#### Exercise description:
Take the entries below and print, exactly, the stretch from the line containing "the white lisianthus" through the line containing "on the cake", both included.
(Supplied data begins)
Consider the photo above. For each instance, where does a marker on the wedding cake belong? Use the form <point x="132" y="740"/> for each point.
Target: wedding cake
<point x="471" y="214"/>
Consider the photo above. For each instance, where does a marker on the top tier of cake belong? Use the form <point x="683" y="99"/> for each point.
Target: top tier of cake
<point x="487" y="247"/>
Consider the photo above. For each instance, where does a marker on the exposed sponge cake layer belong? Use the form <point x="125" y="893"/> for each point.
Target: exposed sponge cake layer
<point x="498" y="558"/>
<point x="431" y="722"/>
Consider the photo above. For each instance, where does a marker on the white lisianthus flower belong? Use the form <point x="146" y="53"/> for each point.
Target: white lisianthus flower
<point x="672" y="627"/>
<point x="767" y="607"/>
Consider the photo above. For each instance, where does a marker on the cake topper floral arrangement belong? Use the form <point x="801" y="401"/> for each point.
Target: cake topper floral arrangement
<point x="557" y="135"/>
(Supplied data ends)
(Supplied data begins)
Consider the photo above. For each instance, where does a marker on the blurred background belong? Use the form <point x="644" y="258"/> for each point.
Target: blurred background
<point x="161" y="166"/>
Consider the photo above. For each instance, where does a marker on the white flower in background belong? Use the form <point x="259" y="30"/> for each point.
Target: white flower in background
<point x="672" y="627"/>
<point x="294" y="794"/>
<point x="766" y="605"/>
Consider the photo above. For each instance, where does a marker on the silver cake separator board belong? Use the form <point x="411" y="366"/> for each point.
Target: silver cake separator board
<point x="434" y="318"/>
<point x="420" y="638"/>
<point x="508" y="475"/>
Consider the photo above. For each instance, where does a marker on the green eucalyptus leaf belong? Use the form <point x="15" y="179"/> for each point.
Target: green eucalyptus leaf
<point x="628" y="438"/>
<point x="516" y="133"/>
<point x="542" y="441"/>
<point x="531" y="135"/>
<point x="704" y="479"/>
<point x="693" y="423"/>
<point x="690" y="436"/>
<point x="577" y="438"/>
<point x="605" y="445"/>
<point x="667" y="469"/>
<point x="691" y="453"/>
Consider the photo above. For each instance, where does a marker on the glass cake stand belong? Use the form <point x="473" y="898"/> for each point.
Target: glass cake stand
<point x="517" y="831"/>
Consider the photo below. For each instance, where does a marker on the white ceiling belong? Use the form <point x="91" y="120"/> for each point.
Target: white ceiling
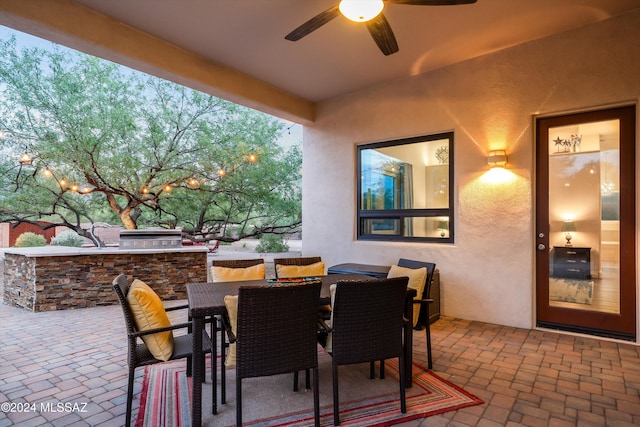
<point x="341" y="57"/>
(Supplied data ends)
(Supplied data begins)
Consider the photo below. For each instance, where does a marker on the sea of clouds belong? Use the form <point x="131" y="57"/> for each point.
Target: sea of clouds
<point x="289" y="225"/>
(Supplied data ends)
#### Task output:
Consider the photo above. For each instance, where does a marker on the white lisianthus flower belong? Use the form <point x="146" y="53"/> for each point.
Target: white lisianthus flower
<point x="672" y="627"/>
<point x="767" y="607"/>
Consider the photo above. For each instance, where does a marker on the cake topper floral arrangement belong? Use the form <point x="801" y="401"/> for each point.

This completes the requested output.